╔══
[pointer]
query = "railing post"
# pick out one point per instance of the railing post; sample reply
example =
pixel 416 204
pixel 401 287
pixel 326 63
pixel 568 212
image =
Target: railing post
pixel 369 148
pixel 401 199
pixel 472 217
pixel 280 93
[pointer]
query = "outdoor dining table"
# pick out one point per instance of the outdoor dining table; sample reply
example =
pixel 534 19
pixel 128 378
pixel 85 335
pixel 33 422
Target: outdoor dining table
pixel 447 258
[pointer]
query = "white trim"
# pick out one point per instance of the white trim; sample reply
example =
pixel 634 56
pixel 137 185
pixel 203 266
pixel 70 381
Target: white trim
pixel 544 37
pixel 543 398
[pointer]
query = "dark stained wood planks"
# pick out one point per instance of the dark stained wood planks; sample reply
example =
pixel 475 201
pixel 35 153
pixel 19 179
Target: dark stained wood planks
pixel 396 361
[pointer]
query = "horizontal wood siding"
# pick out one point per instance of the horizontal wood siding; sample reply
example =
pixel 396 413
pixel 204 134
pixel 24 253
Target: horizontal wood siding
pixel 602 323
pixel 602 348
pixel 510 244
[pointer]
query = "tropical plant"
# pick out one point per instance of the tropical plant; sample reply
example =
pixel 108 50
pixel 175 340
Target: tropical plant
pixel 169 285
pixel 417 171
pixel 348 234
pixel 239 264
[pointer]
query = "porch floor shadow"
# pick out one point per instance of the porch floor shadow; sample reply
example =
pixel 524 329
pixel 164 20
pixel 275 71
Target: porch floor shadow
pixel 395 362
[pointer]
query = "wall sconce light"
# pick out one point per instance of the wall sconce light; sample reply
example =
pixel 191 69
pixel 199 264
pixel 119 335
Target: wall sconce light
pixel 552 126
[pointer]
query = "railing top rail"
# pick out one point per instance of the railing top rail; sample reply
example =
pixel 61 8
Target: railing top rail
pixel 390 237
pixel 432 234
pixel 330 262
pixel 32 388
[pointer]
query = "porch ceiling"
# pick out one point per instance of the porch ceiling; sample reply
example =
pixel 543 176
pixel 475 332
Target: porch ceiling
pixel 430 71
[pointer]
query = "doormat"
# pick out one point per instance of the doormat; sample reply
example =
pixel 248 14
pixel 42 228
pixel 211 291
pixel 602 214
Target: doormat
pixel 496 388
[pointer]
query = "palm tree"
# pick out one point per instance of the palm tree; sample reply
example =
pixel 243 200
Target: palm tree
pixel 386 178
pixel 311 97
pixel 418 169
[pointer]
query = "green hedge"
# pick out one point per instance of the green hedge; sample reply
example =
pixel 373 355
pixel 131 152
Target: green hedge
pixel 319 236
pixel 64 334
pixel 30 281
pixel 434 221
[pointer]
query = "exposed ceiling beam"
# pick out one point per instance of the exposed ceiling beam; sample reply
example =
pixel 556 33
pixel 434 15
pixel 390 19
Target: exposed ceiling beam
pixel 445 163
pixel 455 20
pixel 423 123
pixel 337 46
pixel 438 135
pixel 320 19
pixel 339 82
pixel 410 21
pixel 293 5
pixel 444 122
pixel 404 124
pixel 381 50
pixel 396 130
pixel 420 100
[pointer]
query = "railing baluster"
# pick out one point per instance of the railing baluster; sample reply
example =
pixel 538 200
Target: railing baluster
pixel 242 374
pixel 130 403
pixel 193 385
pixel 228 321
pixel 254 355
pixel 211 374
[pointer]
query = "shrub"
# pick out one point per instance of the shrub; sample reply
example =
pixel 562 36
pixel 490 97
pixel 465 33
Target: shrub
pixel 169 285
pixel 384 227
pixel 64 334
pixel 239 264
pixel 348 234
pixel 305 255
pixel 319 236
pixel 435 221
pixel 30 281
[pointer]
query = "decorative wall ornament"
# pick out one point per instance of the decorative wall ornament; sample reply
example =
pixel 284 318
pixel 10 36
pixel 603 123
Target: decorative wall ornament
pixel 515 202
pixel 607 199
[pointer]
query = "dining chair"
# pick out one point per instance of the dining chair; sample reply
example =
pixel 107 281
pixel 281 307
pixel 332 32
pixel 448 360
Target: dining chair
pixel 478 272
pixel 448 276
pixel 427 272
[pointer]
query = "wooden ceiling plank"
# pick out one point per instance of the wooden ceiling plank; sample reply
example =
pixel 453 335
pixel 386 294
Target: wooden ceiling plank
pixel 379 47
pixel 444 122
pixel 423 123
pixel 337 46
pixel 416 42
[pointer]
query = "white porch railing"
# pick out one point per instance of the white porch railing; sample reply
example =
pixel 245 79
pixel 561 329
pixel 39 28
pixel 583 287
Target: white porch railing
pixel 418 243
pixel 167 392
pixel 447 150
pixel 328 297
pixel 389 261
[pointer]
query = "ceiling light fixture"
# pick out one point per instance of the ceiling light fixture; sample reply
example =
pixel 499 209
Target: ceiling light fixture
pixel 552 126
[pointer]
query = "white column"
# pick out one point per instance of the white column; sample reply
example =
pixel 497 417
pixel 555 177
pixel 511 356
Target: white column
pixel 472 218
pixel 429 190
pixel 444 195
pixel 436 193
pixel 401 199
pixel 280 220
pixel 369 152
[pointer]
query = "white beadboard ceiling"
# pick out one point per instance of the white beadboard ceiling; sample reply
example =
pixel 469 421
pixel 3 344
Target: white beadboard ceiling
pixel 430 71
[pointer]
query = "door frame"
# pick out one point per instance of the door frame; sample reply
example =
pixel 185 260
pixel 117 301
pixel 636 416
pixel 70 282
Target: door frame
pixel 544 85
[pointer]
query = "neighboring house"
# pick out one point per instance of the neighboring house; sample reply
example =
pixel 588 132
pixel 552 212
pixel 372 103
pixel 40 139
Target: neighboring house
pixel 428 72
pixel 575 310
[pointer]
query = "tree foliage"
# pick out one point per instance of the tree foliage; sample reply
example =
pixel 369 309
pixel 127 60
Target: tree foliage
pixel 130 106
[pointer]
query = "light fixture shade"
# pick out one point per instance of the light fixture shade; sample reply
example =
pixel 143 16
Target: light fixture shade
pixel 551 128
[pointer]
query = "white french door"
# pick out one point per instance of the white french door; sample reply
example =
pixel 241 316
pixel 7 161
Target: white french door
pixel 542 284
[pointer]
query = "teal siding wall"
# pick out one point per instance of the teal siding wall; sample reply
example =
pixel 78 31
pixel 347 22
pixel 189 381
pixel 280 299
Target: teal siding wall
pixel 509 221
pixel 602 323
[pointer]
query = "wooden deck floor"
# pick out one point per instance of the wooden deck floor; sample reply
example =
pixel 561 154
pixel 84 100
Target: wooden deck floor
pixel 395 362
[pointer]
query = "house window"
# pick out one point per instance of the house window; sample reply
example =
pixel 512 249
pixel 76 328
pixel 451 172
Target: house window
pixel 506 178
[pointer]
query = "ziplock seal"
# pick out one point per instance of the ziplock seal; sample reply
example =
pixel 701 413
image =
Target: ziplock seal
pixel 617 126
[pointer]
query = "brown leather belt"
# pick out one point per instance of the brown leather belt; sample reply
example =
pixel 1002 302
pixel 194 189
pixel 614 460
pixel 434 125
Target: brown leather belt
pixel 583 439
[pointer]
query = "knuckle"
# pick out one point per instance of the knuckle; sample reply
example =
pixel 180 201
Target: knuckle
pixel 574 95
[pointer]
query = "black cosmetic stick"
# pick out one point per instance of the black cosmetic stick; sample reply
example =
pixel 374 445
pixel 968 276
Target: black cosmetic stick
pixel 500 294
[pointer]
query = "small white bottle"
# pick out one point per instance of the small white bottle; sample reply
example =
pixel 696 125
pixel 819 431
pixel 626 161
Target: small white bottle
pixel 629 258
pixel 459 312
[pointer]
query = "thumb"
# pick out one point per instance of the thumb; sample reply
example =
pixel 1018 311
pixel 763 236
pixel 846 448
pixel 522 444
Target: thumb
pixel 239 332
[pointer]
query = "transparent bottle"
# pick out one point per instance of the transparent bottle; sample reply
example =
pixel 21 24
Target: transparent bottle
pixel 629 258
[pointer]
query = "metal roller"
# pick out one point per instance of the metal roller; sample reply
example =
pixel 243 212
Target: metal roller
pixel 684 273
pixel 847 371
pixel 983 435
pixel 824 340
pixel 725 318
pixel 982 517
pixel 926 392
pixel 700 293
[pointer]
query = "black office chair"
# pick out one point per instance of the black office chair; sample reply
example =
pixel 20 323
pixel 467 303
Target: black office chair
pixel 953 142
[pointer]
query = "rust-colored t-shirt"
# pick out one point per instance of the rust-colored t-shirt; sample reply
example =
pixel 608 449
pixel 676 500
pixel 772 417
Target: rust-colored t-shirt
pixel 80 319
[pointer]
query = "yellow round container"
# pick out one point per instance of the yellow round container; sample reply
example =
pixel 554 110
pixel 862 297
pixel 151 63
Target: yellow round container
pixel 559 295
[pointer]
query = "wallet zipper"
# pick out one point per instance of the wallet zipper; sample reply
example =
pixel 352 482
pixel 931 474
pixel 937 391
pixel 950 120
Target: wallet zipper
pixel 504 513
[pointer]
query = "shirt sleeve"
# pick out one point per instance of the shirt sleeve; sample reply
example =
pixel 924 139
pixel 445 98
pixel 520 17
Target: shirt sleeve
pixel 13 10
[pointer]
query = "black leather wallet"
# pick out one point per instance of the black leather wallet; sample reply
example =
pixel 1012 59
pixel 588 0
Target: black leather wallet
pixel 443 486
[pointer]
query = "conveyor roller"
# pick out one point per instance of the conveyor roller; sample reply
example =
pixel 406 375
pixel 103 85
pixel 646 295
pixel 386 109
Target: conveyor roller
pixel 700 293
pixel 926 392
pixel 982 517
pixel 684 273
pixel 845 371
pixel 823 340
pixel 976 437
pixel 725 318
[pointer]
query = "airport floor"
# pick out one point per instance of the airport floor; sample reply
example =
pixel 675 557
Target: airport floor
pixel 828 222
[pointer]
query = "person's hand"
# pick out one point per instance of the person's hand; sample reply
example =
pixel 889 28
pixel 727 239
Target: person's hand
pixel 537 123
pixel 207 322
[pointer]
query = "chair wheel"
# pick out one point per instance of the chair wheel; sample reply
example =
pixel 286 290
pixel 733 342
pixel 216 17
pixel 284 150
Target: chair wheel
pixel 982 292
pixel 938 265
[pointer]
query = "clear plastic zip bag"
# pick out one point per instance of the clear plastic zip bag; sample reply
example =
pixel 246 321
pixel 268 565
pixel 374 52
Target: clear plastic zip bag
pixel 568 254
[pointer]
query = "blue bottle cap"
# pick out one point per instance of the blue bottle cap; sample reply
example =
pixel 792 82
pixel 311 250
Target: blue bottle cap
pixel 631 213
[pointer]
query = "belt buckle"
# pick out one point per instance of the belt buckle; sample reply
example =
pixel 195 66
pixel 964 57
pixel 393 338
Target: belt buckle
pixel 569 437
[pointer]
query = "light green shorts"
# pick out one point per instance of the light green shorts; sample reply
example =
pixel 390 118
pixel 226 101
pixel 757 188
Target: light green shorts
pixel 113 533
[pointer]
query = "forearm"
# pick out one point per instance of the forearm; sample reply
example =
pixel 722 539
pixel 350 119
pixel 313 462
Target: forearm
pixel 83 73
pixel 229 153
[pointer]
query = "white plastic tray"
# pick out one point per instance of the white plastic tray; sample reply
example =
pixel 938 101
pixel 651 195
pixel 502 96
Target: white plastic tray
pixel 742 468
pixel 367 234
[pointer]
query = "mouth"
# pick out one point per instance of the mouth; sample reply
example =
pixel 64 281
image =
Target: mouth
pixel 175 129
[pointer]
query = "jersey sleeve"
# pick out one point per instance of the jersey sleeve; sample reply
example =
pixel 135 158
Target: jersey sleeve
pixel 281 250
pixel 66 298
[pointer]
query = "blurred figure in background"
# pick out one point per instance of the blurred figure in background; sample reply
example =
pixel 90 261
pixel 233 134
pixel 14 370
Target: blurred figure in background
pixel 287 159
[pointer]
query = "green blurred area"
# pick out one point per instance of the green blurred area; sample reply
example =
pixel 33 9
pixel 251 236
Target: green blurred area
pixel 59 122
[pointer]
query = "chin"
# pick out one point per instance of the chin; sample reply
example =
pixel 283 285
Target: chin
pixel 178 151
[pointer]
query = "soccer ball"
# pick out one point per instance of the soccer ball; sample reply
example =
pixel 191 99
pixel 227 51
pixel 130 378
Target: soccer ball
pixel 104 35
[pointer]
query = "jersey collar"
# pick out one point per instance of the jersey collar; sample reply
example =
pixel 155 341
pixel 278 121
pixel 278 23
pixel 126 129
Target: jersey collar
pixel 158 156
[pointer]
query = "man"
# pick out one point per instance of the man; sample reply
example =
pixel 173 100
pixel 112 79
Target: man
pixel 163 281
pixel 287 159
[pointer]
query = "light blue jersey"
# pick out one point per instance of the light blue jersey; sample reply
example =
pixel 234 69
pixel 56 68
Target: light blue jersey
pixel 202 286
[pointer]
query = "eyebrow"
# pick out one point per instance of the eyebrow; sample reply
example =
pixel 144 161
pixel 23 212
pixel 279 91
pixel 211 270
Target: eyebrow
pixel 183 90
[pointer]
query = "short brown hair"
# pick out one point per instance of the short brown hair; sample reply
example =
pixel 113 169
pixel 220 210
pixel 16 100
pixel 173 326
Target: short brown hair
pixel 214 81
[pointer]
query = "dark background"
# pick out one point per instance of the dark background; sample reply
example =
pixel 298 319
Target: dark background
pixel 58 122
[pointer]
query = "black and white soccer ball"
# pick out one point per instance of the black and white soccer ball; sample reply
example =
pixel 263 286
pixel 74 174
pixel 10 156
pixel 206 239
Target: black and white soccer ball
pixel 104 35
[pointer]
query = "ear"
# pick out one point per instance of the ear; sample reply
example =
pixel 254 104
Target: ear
╚══
WHAT TO PRODUCE:
Identify every line in the items above that contains the word "soccer", and copy each of those lines. Case counts.

WRITTEN SOLUTION:
query = "soccer ball"
# pick out one point per instance of the soccer ball; sample reply
Target: soccer ball
query = "black and white soccer ball"
# pick out one point per instance of the black and white soccer ball; sample reply
Target: black and white soccer ball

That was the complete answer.